▶ _To do_:
Pick out each line of the records that contains the word "place" and copy those lines.

▶ _Listing_:
# # # # # # #
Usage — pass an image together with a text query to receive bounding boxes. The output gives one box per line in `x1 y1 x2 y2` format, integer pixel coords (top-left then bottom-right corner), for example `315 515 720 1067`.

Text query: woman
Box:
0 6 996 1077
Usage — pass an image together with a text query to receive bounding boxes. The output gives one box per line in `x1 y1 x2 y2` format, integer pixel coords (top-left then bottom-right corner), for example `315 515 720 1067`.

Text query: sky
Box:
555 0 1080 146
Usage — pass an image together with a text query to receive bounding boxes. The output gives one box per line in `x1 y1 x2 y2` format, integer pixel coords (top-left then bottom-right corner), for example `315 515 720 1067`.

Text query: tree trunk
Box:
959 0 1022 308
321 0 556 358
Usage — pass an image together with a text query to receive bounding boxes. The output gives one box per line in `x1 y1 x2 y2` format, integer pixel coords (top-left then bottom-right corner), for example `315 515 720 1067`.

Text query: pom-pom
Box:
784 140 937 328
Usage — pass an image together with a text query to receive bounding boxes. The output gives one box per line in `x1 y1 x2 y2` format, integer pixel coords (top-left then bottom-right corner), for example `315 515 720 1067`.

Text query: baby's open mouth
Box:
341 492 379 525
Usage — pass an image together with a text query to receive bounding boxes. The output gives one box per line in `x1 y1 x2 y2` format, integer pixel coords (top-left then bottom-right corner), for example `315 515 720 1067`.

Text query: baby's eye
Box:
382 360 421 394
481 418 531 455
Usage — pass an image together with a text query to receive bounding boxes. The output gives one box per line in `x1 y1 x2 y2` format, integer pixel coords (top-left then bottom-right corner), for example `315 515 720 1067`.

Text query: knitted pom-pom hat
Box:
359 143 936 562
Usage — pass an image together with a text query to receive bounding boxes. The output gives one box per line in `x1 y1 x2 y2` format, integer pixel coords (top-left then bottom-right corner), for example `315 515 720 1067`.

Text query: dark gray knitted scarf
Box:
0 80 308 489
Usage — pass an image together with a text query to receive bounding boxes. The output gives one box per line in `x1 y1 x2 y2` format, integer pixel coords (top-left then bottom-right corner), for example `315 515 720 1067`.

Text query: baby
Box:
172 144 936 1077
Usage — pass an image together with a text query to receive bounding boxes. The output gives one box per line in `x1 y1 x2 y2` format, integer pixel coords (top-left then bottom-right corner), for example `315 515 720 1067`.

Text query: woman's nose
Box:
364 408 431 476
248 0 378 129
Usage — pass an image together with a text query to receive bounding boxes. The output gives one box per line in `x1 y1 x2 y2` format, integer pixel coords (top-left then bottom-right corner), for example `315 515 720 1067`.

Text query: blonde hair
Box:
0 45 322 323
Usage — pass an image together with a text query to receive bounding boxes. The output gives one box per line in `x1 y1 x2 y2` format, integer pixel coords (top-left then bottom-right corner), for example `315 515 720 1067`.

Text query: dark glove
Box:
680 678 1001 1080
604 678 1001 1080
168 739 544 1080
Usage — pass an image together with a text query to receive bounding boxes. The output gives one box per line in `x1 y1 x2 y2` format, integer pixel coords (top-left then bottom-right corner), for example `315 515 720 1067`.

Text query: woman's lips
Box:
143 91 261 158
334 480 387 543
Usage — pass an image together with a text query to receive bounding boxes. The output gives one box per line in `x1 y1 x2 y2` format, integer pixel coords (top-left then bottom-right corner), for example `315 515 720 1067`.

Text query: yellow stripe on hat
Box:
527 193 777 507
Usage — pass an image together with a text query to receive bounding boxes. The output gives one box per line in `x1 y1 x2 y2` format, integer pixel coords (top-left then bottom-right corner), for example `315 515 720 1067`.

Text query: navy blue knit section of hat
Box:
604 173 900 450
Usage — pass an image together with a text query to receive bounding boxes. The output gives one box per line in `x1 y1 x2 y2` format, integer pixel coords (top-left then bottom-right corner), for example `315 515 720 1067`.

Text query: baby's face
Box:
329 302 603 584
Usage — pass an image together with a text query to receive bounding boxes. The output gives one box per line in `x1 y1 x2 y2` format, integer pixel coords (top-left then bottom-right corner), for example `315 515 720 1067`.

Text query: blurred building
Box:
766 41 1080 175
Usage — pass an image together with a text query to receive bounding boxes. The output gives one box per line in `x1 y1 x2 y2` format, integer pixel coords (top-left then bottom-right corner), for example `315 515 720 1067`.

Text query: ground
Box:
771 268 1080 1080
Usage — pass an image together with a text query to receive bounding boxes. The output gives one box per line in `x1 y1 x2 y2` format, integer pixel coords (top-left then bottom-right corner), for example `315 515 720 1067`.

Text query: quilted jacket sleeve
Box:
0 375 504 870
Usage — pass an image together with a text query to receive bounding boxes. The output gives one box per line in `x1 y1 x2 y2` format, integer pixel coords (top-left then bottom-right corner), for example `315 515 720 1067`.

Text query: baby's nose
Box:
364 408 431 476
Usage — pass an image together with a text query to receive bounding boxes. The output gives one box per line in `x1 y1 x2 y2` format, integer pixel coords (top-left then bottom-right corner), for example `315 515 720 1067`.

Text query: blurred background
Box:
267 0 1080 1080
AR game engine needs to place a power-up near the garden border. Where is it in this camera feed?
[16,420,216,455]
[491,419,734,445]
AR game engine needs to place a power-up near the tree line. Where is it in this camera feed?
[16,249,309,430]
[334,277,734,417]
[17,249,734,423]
# # # # # # #
▶ _Response for this exercise_:
AR game engine needs to place a power-up near the garden border. Where is it in this camera feed?
AR game engine needs to place a power-up near the tree line. Where is it in this camera feed?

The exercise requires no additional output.